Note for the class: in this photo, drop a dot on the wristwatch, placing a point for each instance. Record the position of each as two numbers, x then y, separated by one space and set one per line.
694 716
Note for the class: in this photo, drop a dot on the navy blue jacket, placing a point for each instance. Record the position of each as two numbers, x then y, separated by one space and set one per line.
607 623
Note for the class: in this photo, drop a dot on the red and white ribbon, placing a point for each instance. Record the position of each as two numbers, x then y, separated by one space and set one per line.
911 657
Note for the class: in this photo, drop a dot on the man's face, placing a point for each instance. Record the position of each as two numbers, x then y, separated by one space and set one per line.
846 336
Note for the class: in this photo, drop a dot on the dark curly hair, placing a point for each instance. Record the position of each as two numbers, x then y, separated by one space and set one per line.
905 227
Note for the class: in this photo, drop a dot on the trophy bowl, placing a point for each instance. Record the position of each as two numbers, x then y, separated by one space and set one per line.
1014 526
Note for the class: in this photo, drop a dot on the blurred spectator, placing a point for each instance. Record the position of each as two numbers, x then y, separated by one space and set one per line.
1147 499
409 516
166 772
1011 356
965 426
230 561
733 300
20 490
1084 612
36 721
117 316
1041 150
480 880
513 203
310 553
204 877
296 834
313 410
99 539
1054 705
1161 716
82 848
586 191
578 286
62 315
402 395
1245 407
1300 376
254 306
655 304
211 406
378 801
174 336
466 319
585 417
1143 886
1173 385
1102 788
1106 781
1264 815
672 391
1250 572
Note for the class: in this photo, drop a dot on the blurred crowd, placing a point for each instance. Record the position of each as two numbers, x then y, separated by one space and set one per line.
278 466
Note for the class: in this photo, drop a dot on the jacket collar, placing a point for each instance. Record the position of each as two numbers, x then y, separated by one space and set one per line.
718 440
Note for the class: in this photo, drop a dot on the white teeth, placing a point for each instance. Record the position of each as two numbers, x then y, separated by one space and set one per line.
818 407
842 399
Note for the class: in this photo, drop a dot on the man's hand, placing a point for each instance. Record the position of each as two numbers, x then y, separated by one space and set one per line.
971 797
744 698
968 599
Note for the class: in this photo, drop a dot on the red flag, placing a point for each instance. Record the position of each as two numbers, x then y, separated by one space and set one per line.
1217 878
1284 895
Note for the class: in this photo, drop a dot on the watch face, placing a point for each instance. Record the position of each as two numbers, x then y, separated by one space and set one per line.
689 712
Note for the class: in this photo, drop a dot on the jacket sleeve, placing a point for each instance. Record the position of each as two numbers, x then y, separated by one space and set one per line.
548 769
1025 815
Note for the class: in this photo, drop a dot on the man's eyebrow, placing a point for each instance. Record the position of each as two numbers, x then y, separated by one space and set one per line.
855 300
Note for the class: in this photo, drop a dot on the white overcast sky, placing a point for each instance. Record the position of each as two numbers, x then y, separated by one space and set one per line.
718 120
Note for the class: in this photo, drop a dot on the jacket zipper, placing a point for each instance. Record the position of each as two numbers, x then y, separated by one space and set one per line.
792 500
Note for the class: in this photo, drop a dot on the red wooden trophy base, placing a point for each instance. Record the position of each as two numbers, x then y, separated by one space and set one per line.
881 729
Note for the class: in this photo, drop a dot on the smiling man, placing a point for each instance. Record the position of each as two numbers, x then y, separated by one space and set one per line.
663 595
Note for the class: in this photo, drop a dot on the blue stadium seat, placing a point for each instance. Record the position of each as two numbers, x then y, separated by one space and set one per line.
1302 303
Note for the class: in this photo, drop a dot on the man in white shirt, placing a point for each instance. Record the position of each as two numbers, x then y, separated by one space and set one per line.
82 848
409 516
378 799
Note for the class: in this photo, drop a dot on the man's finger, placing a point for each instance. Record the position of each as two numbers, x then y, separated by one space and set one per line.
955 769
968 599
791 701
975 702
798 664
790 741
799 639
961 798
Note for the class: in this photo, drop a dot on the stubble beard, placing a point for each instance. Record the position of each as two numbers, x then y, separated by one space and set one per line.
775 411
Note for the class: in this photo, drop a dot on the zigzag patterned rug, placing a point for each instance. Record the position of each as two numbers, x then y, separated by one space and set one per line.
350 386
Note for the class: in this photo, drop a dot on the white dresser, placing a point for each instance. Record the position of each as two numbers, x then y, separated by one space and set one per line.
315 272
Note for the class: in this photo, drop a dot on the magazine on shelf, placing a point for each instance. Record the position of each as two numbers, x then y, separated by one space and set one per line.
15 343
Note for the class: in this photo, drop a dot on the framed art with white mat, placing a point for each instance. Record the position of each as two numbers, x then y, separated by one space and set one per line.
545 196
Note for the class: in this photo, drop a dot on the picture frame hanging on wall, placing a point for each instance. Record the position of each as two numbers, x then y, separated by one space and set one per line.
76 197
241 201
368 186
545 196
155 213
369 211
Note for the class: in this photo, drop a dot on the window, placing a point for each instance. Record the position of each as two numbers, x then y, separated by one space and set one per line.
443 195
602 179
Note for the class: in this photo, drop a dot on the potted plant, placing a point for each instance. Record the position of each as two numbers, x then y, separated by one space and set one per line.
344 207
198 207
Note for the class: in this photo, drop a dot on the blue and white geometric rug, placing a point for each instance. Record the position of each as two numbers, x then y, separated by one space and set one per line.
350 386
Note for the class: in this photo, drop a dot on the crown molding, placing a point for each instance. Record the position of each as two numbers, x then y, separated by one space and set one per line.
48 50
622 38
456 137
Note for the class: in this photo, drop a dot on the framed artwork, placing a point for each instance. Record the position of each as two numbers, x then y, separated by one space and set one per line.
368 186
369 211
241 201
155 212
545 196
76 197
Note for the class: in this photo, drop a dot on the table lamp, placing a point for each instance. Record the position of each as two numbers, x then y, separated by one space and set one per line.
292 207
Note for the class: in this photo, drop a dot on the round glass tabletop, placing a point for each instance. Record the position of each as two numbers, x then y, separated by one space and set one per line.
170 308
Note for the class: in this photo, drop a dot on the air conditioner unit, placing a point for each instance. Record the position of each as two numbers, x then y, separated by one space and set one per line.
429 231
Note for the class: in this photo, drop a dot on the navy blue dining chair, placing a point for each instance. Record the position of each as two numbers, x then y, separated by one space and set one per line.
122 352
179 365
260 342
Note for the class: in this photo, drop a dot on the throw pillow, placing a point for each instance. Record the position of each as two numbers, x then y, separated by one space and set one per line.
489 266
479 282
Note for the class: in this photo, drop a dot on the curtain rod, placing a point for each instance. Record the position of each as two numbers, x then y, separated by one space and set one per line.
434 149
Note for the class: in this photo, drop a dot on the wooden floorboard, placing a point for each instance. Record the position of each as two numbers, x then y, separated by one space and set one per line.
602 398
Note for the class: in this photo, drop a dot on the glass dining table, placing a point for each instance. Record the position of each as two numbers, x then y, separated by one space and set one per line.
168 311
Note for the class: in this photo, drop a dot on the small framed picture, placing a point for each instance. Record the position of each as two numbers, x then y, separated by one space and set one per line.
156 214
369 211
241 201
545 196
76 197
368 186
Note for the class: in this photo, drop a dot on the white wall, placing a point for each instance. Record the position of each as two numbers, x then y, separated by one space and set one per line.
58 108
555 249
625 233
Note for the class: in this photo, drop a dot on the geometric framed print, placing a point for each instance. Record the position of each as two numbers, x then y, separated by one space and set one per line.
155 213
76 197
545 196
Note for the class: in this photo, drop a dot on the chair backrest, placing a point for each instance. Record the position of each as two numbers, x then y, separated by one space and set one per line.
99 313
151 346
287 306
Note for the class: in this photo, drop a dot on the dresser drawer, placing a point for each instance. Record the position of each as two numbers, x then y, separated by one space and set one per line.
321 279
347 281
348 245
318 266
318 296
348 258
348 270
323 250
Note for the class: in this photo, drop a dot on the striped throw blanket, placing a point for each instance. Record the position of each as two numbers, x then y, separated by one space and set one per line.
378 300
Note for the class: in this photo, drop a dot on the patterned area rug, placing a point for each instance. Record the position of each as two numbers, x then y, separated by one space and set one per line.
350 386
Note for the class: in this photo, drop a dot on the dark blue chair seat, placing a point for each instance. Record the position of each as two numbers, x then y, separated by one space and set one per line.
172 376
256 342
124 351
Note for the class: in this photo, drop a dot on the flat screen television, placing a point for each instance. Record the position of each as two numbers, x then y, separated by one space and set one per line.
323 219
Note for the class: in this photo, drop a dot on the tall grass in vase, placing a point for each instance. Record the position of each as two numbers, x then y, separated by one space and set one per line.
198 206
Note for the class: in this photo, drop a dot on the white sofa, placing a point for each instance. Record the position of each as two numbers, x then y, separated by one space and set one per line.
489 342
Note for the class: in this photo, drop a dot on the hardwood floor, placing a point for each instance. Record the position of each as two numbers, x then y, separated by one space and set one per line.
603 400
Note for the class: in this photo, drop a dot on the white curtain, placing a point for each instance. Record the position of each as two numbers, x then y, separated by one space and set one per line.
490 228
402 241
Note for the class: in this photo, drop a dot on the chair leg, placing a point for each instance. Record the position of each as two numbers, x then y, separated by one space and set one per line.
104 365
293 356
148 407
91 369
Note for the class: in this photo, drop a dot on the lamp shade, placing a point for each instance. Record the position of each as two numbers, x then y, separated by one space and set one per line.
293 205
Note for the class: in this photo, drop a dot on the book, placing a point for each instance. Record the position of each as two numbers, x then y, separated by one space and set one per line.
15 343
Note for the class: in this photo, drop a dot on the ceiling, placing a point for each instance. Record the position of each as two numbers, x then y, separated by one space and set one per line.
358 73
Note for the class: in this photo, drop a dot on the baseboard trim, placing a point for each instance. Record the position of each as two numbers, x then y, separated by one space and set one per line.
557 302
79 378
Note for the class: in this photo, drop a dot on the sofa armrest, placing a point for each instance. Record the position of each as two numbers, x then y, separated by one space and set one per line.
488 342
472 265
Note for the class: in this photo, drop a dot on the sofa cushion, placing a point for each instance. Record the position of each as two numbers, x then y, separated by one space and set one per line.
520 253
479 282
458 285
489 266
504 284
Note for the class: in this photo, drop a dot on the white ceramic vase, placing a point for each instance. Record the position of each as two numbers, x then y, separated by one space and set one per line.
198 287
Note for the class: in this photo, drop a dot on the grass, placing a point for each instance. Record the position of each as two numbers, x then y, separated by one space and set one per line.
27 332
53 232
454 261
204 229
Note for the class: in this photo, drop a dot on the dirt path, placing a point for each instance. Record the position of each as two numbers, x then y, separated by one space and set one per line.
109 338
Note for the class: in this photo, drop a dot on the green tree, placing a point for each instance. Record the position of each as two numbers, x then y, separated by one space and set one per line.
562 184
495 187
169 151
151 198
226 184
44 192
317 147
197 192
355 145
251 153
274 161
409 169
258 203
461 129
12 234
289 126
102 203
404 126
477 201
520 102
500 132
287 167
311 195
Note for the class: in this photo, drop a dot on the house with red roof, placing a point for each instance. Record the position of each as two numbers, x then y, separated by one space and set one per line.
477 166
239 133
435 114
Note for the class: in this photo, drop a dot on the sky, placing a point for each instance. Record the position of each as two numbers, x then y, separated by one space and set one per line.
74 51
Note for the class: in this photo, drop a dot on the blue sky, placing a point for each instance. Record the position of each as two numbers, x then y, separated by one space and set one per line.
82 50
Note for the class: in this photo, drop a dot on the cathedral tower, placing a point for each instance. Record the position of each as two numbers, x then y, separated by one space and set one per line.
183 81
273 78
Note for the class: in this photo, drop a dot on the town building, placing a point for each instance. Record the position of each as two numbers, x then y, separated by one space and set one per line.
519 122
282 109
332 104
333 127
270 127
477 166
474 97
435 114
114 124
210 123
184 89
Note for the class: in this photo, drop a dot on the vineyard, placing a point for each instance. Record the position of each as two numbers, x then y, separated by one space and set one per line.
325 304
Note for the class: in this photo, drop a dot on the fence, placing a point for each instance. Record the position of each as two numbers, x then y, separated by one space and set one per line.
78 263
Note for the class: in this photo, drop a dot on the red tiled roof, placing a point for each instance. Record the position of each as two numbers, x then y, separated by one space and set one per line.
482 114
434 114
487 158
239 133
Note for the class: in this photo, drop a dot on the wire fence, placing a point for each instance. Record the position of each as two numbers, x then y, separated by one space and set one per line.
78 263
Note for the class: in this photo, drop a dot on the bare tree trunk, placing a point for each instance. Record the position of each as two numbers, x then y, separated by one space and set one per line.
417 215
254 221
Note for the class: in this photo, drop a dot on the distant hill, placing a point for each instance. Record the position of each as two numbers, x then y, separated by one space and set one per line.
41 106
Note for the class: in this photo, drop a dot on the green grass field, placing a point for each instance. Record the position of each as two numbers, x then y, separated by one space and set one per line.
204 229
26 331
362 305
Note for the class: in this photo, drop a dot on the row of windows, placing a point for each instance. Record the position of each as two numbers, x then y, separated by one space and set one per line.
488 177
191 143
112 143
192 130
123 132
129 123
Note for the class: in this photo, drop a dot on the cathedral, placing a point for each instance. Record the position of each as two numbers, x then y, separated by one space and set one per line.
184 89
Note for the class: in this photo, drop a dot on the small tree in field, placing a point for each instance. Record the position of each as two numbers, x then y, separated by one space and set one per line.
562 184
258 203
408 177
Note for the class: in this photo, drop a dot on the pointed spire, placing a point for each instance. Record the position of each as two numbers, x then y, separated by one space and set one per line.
---*---
_Given request_.
Copy exactly the line containing "on the distant" and every line after it, ending with the last line of the records above.

_Problem solution_.
Note for the class: in this photo, drop a dot on the distant hill, placing a point for each instance. Record the position of each as two numbers, x then y, separated by one space and set one per line.
41 106
Note for the class: in this photo, drop a dot on the green grass field, placing a point for each instance. Record the position of each as two numbers, x then y, separated by one space and set one per line.
204 229
26 331
362 305
Note for the class: in this photo, drop a dot on the row of windows, placing a point for each instance. Record the position of each as two numbers, x then y, separated by one space and set one per line.
488 177
191 143
112 143
192 130
123 132
129 123
Note for the class: in this photo, drop a dot on the cathedral, placing a point for each instance. Record the position of each as two numbers, x then y, separated by one space and set one per line.
184 89
Note for the class: in this photo, drop a dot on the small tree in field, placing a point for each instance. Record the position of each as two numbers, x then y, separated by one space and set one per line.
562 184
258 203
408 177
Note for the class: in this photo, drop a dot on the pointed spire, placing a point for each instance. Record the position of each as two numbers, x then y, separated by one space and set one per line.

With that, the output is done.